__PROVIDED DATA__:

= = =

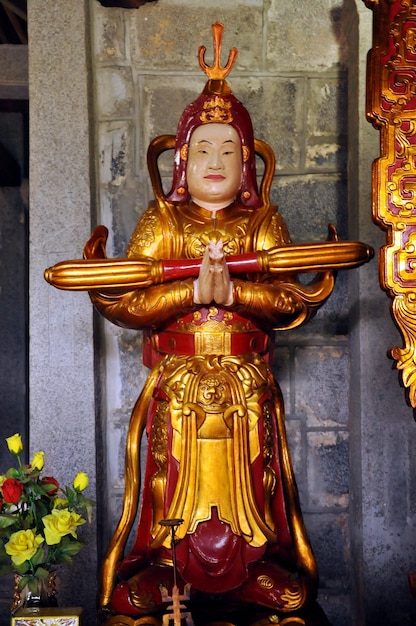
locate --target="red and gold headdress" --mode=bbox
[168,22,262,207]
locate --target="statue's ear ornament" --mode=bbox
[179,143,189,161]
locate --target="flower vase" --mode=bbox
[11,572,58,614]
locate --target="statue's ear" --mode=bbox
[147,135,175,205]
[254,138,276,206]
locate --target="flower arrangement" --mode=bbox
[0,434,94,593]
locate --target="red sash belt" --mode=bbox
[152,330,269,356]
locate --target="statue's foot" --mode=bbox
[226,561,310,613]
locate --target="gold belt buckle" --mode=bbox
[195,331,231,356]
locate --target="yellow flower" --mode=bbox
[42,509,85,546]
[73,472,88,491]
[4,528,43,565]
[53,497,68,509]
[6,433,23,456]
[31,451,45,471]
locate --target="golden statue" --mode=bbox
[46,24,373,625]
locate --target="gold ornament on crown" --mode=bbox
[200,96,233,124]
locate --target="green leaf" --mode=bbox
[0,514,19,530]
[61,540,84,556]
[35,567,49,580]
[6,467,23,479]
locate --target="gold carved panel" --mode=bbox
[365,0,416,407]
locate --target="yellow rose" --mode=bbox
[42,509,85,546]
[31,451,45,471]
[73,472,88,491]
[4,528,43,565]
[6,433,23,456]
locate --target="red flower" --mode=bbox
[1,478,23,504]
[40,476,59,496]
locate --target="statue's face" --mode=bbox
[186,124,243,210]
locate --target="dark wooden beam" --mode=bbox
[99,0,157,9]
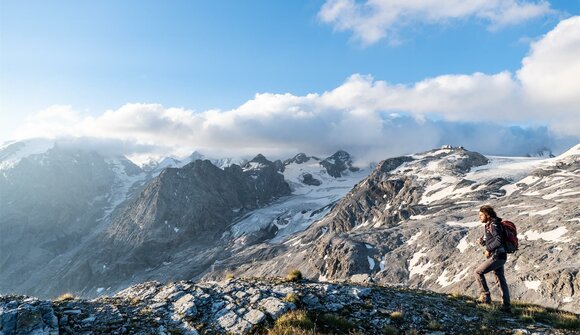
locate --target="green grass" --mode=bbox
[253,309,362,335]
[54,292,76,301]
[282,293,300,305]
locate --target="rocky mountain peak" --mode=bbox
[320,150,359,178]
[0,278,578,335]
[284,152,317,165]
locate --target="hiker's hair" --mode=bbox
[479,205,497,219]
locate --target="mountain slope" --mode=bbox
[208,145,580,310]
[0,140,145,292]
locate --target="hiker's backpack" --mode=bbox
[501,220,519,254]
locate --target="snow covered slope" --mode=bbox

= = =

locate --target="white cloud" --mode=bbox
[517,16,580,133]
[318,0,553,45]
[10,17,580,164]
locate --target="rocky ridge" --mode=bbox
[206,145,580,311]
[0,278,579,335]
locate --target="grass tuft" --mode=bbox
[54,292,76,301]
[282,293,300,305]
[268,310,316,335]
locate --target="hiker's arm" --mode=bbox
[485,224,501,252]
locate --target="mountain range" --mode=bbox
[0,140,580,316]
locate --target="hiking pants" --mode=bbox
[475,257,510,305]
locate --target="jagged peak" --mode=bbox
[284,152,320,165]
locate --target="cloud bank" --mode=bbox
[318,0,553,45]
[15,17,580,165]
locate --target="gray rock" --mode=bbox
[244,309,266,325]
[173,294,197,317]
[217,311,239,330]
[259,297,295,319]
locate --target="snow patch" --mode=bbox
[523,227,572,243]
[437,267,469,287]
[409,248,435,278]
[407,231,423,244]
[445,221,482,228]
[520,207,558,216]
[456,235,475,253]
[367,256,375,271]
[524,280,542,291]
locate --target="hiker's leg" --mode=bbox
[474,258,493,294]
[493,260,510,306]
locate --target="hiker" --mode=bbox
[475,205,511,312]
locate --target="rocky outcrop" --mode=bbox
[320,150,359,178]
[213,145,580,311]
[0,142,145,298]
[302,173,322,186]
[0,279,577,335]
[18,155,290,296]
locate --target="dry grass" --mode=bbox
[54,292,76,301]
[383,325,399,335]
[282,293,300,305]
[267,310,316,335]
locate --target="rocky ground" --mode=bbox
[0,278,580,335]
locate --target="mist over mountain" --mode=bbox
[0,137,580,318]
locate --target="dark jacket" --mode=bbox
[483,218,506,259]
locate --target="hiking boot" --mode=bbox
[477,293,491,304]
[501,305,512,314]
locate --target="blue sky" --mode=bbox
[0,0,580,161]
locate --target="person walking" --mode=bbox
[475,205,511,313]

= = =

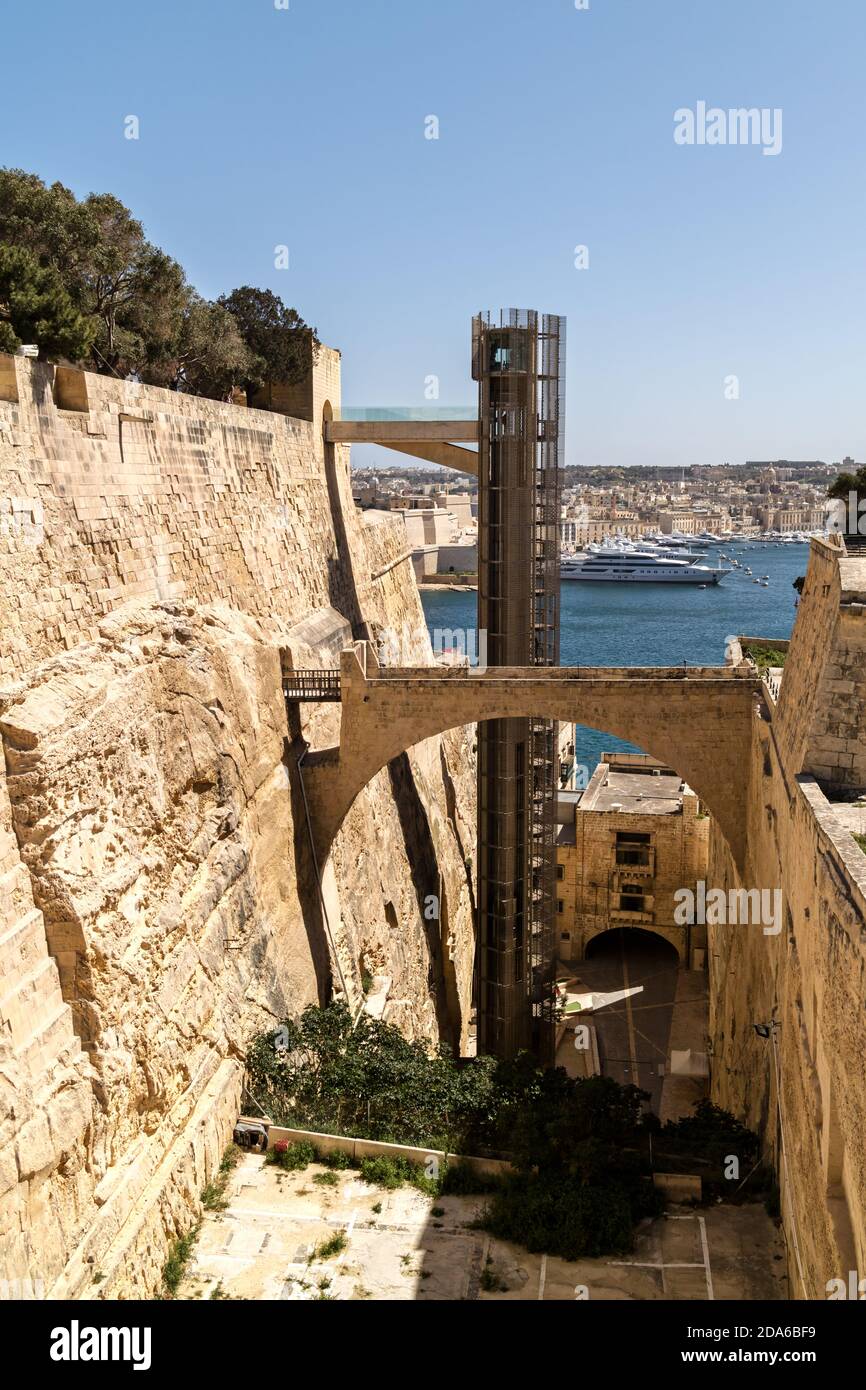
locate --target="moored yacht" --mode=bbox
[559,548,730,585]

= = =

__TO DO__: Copy out every line of the records that contains the string "belt".

__WRITTEN SOLUTION__:
locate --target="red sash belt" --mode=bbox
locate --target="gold belt buckle" --mode=bbox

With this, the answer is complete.